[start Recorded data]
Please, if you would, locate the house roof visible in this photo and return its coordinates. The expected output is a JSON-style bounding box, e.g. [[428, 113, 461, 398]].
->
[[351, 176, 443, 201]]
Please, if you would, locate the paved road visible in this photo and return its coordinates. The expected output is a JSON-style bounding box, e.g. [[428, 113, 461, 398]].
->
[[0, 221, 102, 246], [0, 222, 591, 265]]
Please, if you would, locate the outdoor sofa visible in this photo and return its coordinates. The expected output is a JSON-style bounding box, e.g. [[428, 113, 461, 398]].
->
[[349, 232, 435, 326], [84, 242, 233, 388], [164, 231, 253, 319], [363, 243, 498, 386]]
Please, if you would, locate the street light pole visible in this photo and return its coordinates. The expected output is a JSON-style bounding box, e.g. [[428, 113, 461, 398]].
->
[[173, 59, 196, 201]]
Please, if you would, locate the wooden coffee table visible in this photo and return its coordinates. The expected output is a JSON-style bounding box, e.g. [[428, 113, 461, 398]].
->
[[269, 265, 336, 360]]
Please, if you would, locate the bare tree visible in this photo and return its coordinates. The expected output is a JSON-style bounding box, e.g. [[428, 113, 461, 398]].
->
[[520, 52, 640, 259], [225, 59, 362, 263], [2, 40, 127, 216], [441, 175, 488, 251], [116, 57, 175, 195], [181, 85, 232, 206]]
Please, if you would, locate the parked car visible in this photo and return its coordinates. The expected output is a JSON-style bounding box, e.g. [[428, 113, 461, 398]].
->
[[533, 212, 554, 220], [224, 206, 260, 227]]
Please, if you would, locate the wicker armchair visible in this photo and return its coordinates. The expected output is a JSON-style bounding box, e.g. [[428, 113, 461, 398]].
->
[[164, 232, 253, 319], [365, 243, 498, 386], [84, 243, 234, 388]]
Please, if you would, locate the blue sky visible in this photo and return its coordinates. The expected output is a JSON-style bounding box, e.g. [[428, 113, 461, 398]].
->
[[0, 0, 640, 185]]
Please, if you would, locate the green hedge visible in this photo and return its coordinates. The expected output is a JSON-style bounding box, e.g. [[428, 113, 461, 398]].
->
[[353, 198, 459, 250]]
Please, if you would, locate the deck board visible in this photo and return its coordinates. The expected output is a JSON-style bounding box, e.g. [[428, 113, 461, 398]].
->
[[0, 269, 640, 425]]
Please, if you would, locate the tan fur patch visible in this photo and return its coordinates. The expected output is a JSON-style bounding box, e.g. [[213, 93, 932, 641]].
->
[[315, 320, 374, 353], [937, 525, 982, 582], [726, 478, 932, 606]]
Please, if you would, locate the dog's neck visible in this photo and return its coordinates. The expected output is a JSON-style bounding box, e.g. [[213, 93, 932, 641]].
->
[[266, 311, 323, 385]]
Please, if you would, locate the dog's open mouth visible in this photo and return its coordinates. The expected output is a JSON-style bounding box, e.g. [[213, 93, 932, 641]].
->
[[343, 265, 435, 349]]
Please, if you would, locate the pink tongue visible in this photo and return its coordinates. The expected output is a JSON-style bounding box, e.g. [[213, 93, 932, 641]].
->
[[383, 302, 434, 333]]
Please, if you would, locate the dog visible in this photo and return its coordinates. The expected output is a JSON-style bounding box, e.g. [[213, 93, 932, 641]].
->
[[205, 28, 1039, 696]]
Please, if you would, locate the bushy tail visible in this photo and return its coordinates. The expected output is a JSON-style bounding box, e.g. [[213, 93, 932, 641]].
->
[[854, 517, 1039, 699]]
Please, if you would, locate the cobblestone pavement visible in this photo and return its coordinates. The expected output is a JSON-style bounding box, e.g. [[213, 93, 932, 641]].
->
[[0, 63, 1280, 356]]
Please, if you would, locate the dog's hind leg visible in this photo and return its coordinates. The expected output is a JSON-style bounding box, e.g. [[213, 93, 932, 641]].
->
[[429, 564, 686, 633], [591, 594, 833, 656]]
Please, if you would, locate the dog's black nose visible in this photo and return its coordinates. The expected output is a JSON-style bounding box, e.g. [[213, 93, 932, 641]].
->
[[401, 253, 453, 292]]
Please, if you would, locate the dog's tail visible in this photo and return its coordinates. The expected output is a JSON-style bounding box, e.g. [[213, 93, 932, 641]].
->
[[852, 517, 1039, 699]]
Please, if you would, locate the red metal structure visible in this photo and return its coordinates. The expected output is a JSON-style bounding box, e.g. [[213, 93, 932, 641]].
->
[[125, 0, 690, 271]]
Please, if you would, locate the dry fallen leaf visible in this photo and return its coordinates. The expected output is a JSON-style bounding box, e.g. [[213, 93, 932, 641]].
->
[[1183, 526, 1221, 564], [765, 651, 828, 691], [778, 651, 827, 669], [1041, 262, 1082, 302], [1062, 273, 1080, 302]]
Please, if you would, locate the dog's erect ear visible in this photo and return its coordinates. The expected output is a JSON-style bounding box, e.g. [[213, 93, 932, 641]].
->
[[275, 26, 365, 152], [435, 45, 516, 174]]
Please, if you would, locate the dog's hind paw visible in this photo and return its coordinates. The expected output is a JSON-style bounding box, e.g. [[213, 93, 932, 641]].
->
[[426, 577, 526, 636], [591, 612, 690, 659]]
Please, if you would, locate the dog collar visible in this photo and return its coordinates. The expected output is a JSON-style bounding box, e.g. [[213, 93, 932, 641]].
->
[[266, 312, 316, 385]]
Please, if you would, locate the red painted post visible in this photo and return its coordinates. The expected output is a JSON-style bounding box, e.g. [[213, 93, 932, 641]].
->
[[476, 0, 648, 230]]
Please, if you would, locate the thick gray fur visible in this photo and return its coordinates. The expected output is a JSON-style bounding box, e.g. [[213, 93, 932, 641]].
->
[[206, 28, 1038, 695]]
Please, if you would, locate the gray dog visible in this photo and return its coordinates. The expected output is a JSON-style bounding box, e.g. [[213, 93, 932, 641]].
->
[end Recorded data]
What to do: Starting at the line that has "Please, if you would, locate the red painted" and continuing through the end of the material, write those lines out again with the requests included. Scale every bounding-box coordinate in the answers by 0.65 and round to whole numbers, with halves rounding up. Leave the numbers in the requests and their format samples unchanged.

Result of this task:
Please, if you would, locate the red painted post visible in this photo and return its coordinates. The expected output is a JSON-style bounding box, e.g. [[213, 93, 932, 641]].
->
[[309, 0, 421, 150]]
Please, if you would, locate the thick gray fur visible in this photo and return its coordinates. The expected output is a JSON-style bounding box, e.g. [[213, 93, 932, 641]].
->
[[134, 18, 675, 452]]
Please, if you would, locate the gray dog visible in this photo and return its coordinates. The expected output is a JSON-style bounding box, e.g. [[213, 93, 932, 641]].
->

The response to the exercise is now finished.